Görev Yönergesi: İran’daki insanlık durumunu ele alan yazının "ÖNDERLİK KRİZİ" ile başlayıp "içinde öne çıkaracak." ile biten kısmını, "on beş yıl" yerine "yirmi yıl" koyarak değiştirip yeniden yaz.

İran’da insanlık durumu
Geçmişteki başlangıç noktasından bugüne bakmak olanları anlamayı ve yakın geleceğe ilişkin tahminlerde bulunmayı kolaylaştırır. Bu amaçla Condoleeza Rice’ın 2003’te Washington Post’ta yayımlanan ‘Ortadoğu’yu Dönüştürmek’ başlıklı makalesini yeniden okudum.
O sırada Savunma Danışmanı olan Rice, II. Savaş’tan sonra Avrupa’yı (biz ve Avrupa halkları, hep birlikte) nasıl dönüştürdülerse, Ortadoğu’yu da aynı şekilde dönüştüreceklerini söylüyor. ‘Arap entelektüelleri’ bölgedeki rejimler yüzünden bir ‘özgürlük açığı’ saptıyorlarmış. Umutsuzluk duygusu nefret ideolojilerine yol açıyormuş; demokrasi, hoşgörü, refah ve özgürlük gerekiyormuş. Ve elbette, ekselanslarının güvenlik alanı dünyanın bütün denizlerini ve karalarını kapladığı için bölgenin istikrarsızlığı ABD’nin güvenliğini tehdit ediyormuş.
Aynı yıl içinde Irak işgaline komuta eden General Tommy Franks, “Ceset saymıyoruz” diyordu. Ölen Iraklıların kaydı tutulmuyordu. O sırada sivil ölü sayısının 500-700 bin arasında olduğu tahmin ediliyordu. Cesetleri saymadılar, ülkeleri yakıp yıktılar. Milyonlarca eğitimsiz, hasta, aç sefil fakat silahlı insan yarattılar. Yıktıklarının yerine barbarlıktan başka bir şey koymadılar.
ÖNDERLİK KRİZİ
Geride kalan on beş yıl, insanlık durumunu ancak zor yoluyla çözülebilecek ağır sorunların, savaşların eşiğine getirdi. Lev Troçki, II. Savaş’ı önleyecek hiçbir güç kalmayınca, “İnsanlığın krizi devrimci önderliğin krizine indirgenmiştir” diyerek genel çaresizliği dile getirmişti. Dünya ölçeğinde baktığımız zaman günümüzde krize girmiş bir devrimci önderlik bile göremiyoruz. Her mazlum ülkenin halkı kendi krizini çözmek için el yordamıyla kanlı bir yoldan gidecek, kendi önderlerini mücadele içinde öne çıkaracak.
İran halkının durumu ne kadar zor! Emperyalizm ile molla rejimi arasında sıkışmış, çıkış yolu arıyor. Dünyanın neresinde yumurta fiyatları bir anda yüzde 40 artarsa halk isyan eder; başı açık kadınları sopalayan Besiç milisinin motosikletlerini yakar, meydanları işgal eder. Kadınlar başörtülerini sopanın ucuna takıp saçlarını savurarak sokakta koşmaya başlarlar. ‘Bir tek kıvılcım bütün bozkırı tutuşturabilir.’ Bunun tek şartı bozkırın tutuşacak kadar kurumuş/kurutulmuş olmasıdır.

Verilen Bilgiler:

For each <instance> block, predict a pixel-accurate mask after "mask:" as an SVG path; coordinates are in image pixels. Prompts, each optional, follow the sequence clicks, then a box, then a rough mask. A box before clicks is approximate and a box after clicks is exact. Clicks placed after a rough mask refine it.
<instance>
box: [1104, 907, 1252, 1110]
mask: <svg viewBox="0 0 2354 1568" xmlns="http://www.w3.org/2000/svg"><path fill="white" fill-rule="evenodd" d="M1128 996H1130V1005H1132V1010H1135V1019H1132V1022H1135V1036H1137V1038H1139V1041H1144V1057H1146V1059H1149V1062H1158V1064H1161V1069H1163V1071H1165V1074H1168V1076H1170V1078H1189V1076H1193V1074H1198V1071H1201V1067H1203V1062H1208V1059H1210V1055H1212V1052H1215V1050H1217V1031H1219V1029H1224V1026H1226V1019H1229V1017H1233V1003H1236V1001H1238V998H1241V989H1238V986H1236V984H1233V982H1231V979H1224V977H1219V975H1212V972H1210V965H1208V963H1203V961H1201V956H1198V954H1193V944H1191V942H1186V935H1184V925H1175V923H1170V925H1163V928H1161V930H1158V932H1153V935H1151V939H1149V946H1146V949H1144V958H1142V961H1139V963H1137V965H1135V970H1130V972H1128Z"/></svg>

Görevin Çözümü:
ÖNDERLİK KRİZİ
Geride kalan yirmi yıl, insanlık durumunu ancak zor yoluyla çözülebilecek ağır sorunların, savaşların eşiğine getirdi. Lev Troçki, II. Savaş’ı önleyecek hiçbir güç kalmayınca, “İnsanlığın krizi devrimci önderliğin krizine indirgenmiştir” diyerek genel çaresizliği dile getirmişti. Dünya ölçeğinde baktığımız zaman günümüzde krize girmiş bir devrimci önderlik bile göremiyoruz. Her mazlum ülkenin halkı kendi krizini çözmek için el yordamıyla kanlı bir yoldan gidecek, kendi önderlerini mücadele içinde öne çıkaracak.